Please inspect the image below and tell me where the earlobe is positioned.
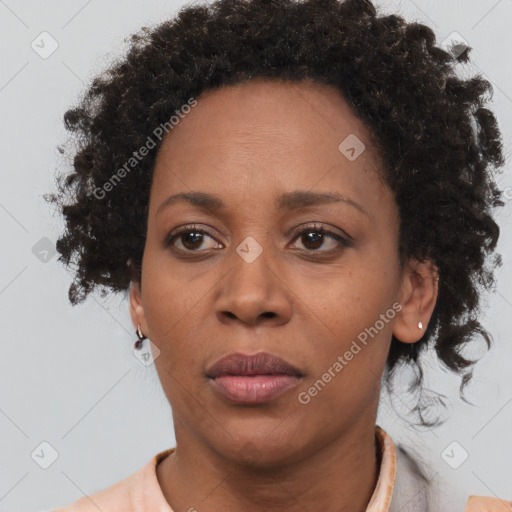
[130,281,146,332]
[393,260,439,343]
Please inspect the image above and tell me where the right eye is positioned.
[165,225,223,252]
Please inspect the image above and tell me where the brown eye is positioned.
[296,225,351,252]
[165,226,220,252]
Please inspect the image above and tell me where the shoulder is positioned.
[50,470,137,512]
[48,448,175,512]
[464,495,512,512]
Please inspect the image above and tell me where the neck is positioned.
[157,423,380,512]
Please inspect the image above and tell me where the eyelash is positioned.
[165,224,352,253]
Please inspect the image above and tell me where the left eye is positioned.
[294,226,350,252]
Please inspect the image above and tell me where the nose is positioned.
[215,247,293,327]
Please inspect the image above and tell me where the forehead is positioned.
[151,79,386,216]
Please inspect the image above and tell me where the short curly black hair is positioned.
[46,0,504,424]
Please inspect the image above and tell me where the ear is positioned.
[130,281,148,336]
[393,259,439,343]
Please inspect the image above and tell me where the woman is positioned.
[46,0,511,512]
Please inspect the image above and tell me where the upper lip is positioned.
[206,352,303,379]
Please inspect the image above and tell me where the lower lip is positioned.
[210,375,300,404]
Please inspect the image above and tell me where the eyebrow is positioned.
[156,190,371,218]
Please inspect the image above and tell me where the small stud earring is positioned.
[135,324,146,350]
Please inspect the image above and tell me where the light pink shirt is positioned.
[50,426,512,512]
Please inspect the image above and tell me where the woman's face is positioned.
[131,79,428,464]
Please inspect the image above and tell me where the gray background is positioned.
[0,0,512,512]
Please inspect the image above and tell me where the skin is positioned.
[130,79,438,512]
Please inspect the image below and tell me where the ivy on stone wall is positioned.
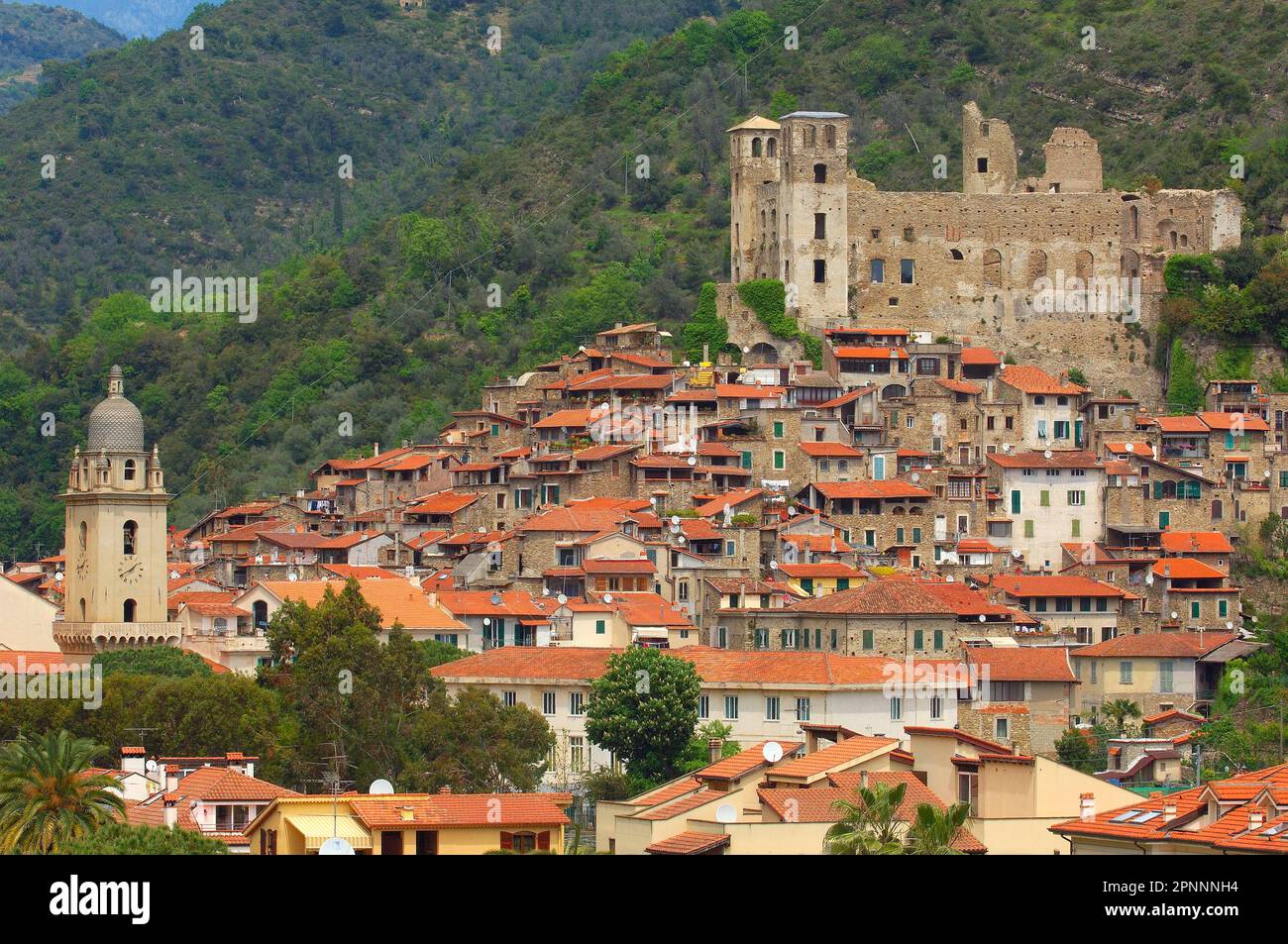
[738,278,823,369]
[684,282,729,364]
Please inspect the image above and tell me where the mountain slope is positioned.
[8,0,219,38]
[0,0,720,325]
[0,0,1288,557]
[0,3,125,113]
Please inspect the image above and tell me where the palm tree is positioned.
[0,731,125,853]
[909,803,970,855]
[1100,698,1141,737]
[823,783,909,855]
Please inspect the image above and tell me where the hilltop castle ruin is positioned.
[720,102,1243,396]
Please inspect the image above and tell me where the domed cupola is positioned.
[86,365,143,452]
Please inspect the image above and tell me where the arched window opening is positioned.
[984,249,1002,288]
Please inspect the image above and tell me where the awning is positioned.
[286,812,371,853]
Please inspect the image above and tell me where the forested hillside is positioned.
[0,0,1288,554]
[0,3,125,113]
[17,0,215,38]
[0,0,721,326]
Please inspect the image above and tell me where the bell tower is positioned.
[54,366,179,654]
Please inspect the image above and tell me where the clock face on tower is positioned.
[116,554,143,583]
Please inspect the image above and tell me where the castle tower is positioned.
[962,102,1017,193]
[778,112,850,326]
[1042,128,1104,193]
[54,366,179,654]
[728,115,780,283]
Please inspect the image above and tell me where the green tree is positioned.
[823,783,909,855]
[1100,698,1141,738]
[0,731,125,853]
[59,823,228,855]
[93,645,214,679]
[587,648,702,781]
[1167,338,1203,413]
[1055,728,1092,774]
[907,803,970,855]
[409,687,555,793]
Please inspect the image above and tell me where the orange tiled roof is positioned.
[1069,632,1237,658]
[999,365,1087,396]
[345,793,572,829]
[1162,531,1234,554]
[770,737,899,780]
[800,443,863,459]
[644,831,729,855]
[966,645,1078,683]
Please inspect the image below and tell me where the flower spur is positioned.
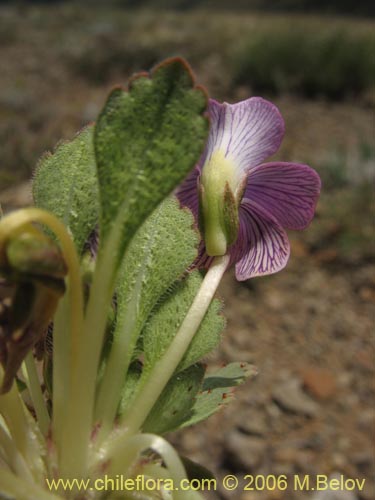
[177,97,321,281]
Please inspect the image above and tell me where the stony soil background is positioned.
[0,5,375,500]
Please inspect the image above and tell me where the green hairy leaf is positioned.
[115,198,199,364]
[180,363,257,427]
[142,364,205,434]
[95,58,208,255]
[33,126,99,253]
[143,271,225,371]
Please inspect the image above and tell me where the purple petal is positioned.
[205,97,285,172]
[235,199,290,281]
[175,166,200,222]
[243,162,321,229]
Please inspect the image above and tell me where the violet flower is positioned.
[176,97,321,281]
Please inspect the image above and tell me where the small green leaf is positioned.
[142,364,205,434]
[115,198,199,364]
[97,198,199,418]
[33,126,99,253]
[95,58,208,256]
[143,271,225,371]
[180,363,257,427]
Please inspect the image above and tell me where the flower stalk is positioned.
[121,255,229,434]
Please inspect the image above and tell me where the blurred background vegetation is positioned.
[0,0,375,500]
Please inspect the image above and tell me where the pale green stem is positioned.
[52,295,71,449]
[95,211,162,446]
[60,212,123,478]
[0,208,83,468]
[120,255,229,434]
[106,434,191,500]
[25,352,50,436]
[0,424,33,481]
[0,367,43,478]
[0,469,61,500]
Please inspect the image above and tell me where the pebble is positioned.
[225,430,267,473]
[302,366,336,399]
[272,378,319,417]
[237,410,270,436]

******

__TASK REQUIREMENTS__. Format every one of the rows above as a JSON list of strings, with one string per line and no blank lines. Leave the pictures out.

__REPLY__.
[
  "Please inspect the image below and tell me where the earlobe is positioned.",
  "[130,281,146,332]",
  "[393,260,439,343]",
  "Please inspect the image above and tell me where the right eye is positioned.",
  "[165,225,223,252]",
  "Please inspect the image above and tell me where the brown eye is positioned.",
  "[296,225,351,252]",
  "[165,226,220,252]",
  "Please inspect the image above and tell me where the shoulder is positioned.",
  "[50,470,137,512]",
  "[48,448,175,512]",
  "[464,495,512,512]",
  "Please inspect the image above and tell me where the neck is positioned.",
  "[157,423,380,512]",
  "Please inspect the image above and tell me where the eyelash is positioned.",
  "[165,224,352,253]",
  "Please inspect the image above and tell me where the left eye is positioned.",
  "[294,226,350,252]",
  "Please inspect the image above and tell me where the nose is positioned.",
  "[215,247,293,327]",
  "Please inspect the image above and tell me where the forehead is positioned.",
  "[151,79,386,216]",
  "Please inspect the image above and tell me where the short curly black hair is positioned.",
  "[46,0,504,424]",
  "Please inspect the image above and tell me where the ear is positioned.",
  "[130,281,148,336]",
  "[393,259,439,343]",
  "Please inspect the image above and tell me where the woman is positioned.",
  "[46,0,511,512]",
  "Please inspect the image above and tell me where the upper lip is positioned.",
  "[206,352,303,379]",
  "Please inspect the image above and tell me where the lower lip is positioned.",
  "[210,375,300,404]",
  "Please inspect the image above and tell me where the eyebrow is positioned.",
  "[156,190,371,218]",
  "Please inspect the image above and tell me where the small stud earring is positioned.",
  "[135,324,146,350]",
  "Please inspect the image above and tell me where the light pink shirt is positioned.",
  "[50,426,512,512]",
  "Please inspect the image above and tell me where the woman's face is positioned.",
  "[131,79,428,464]",
  "Please inspect the image above and tell me where the gray background is positioned.",
  "[0,0,512,512]",
  "Please inspect the image above and tell me where the skin is positioned.",
  "[130,79,438,512]",
  "Please inspect the image below and tell me where the ivy on stone wall is positioned.",
  "[738,278,823,369]",
  "[684,282,729,364]",
  "Please inspect the image above and tell me where the mountain slope is positioned.",
  "[8,0,219,38]",
  "[0,0,720,325]",
  "[0,0,1288,557]",
  "[0,3,125,113]",
  "Please inspect the image above and tell me where the palm tree is positioned.",
  "[0,731,125,853]",
  "[909,803,970,855]",
  "[1100,698,1141,737]",
  "[823,783,909,855]",
  "Please inspect the image above and tell me where the hilltop castle ruin is positioned.",
  "[720,102,1243,396]",
  "Please inspect the image above and tell me where the domed cupola is positioned.",
  "[86,365,143,452]",
  "Please inspect the image above and tell me where the arched window opening is positioned.",
  "[984,249,1002,288]",
  "Please inspect the image above and tell me where the awning is positioned.",
  "[286,812,371,853]",
  "Please inspect the image above and tell me where the forested hillside is positioned.",
  "[0,0,1288,554]",
  "[0,3,125,113]",
  "[17,0,215,38]",
  "[0,0,721,326]",
  "Please inspect the image above and tell me where the bell tower is positioned.",
  "[54,366,179,654]",
  "Please inspect the image above and tell me where the clock face on tower is positioned.",
  "[116,554,143,583]",
  "Please inspect the image above and tell me where the castle tower is positioned.",
  "[962,102,1017,193]",
  "[778,112,850,326]",
  "[1042,128,1104,193]",
  "[54,366,179,654]",
  "[728,115,780,283]",
  "Please inspect the image above and tell me where the green tree is positioned.",
  "[823,783,909,855]",
  "[1100,698,1141,738]",
  "[0,731,125,853]",
  "[59,823,228,855]",
  "[93,645,214,679]",
  "[587,648,702,781]",
  "[1167,338,1203,413]",
  "[1055,728,1092,774]",
  "[907,803,970,855]",
  "[409,687,555,793]",
  "Please inspect the image above and tell me where the orange tiled roof is positioned.",
  "[1069,632,1237,658]",
  "[999,365,1087,396]",
  "[345,793,572,829]",
  "[1162,531,1234,554]",
  "[770,737,899,780]",
  "[800,443,863,459]",
  "[644,831,729,855]",
  "[966,645,1078,683]",
  "Please inspect the image below and tell me where the flower spur is positioned.",
  "[177,97,321,281]",
  "Please inspect the image above and tell me where the stony soil background is positioned.",
  "[0,5,375,500]",
  "Please inspect the image above and tell me where the green hairy leaf is positioned.",
  "[115,198,199,364]",
  "[180,363,257,427]",
  "[142,364,205,434]",
  "[95,58,208,255]",
  "[33,126,99,253]",
  "[143,271,225,371]",
  "Please inspect the image above and tell me where the purple petal is positioned.",
  "[205,97,285,172]",
  "[235,199,290,281]",
  "[175,166,200,222]",
  "[243,162,321,229]",
  "Please inspect the image above and tell me where the violet flower is positioned.",
  "[176,97,321,281]",
  "Please inspect the image above and tell me where the small green leaf is positioned.",
  "[142,364,205,434]",
  "[115,198,199,364]",
  "[97,198,199,418]",
  "[33,126,99,253]",
  "[95,58,208,256]",
  "[143,271,225,371]",
  "[180,363,257,427]",
  "Please inspect the image above and tell me where the flower stalk is positioned.",
  "[121,255,229,434]",
  "Please inspect the image above and tell me where the blurred background vegetation is positioned.",
  "[0,0,375,500]",
  "Please inspect the image above and tell me where the pale green stem is positioned.",
  "[52,295,71,449]",
  "[95,211,162,446]",
  "[60,212,123,478]",
  "[0,208,83,468]",
  "[120,255,229,434]",
  "[106,434,191,500]",
  "[25,352,50,436]",
  "[0,424,33,481]",
  "[0,367,43,478]",
  "[0,469,61,500]",
  "Please inspect the image above and tell me where the pebble is positioned.",
  "[225,430,267,473]",
  "[302,366,336,399]",
  "[272,378,319,417]",
  "[237,410,270,436]"
]